TASK REQUIREMENTS =>
Can you render the entries from the line containing "form: x=123 y=693." through the end as a Markdown table with the columns Row and Line, leaving out any blank lines?

(Entries for pointing and labeling)
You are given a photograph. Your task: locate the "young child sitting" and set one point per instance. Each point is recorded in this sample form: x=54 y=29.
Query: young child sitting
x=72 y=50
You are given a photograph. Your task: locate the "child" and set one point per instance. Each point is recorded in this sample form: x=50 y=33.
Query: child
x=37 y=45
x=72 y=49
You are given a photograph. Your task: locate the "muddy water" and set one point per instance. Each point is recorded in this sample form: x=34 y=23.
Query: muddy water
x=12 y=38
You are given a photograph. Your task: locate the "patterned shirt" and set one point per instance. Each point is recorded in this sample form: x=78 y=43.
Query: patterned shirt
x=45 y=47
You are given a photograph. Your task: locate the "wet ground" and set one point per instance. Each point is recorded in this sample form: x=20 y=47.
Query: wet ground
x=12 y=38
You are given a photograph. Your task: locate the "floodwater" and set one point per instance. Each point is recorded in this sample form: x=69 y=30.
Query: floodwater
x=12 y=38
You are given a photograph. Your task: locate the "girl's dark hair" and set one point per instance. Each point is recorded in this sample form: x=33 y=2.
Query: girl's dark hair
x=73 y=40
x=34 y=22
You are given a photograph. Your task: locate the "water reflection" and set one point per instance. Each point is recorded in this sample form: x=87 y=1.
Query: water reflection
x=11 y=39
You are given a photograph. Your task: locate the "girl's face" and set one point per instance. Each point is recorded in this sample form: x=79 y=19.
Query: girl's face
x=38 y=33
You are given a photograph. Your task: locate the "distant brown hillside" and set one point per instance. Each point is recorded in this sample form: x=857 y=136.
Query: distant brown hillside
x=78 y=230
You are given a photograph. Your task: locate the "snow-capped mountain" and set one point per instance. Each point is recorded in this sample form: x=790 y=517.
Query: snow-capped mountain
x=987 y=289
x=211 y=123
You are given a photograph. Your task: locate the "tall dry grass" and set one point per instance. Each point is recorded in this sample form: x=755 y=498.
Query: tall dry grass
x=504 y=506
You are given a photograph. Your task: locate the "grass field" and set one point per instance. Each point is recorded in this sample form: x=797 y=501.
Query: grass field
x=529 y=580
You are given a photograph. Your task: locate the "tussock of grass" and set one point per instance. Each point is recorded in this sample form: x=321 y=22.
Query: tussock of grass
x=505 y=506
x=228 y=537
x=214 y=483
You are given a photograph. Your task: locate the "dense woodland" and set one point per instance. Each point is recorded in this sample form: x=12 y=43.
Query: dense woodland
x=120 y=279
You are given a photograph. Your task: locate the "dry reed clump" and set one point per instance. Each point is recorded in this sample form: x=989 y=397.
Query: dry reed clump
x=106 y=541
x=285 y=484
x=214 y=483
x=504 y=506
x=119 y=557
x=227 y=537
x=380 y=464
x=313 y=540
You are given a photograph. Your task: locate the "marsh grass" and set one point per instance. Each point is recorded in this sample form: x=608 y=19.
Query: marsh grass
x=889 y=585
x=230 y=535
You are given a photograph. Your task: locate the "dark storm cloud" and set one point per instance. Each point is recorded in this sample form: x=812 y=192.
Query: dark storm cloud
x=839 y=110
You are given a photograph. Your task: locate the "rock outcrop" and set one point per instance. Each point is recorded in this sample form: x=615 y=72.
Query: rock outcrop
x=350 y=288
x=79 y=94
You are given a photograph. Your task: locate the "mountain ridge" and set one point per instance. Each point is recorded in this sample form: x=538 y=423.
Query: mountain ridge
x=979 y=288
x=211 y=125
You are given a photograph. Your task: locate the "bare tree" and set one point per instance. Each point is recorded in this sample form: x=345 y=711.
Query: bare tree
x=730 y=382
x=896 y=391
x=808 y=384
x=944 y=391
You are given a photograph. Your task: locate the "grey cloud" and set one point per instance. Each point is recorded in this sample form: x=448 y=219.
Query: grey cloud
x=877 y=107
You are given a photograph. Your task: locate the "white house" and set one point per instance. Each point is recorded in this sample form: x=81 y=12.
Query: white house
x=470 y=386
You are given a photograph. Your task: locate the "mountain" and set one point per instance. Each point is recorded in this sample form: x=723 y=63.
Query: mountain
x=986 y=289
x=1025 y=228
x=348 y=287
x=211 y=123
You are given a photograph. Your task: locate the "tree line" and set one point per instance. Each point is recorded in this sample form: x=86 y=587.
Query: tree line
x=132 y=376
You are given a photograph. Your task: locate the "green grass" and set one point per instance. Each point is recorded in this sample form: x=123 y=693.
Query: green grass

RESULT OF THE TASK =>
| Row | Line |
|---|---|
| 1 | You are given a photograph. Your task: locate the "green grass" and set one point per instance. Each point is recorded in this sample form: x=123 y=693. |
| 2 | Query: green grass |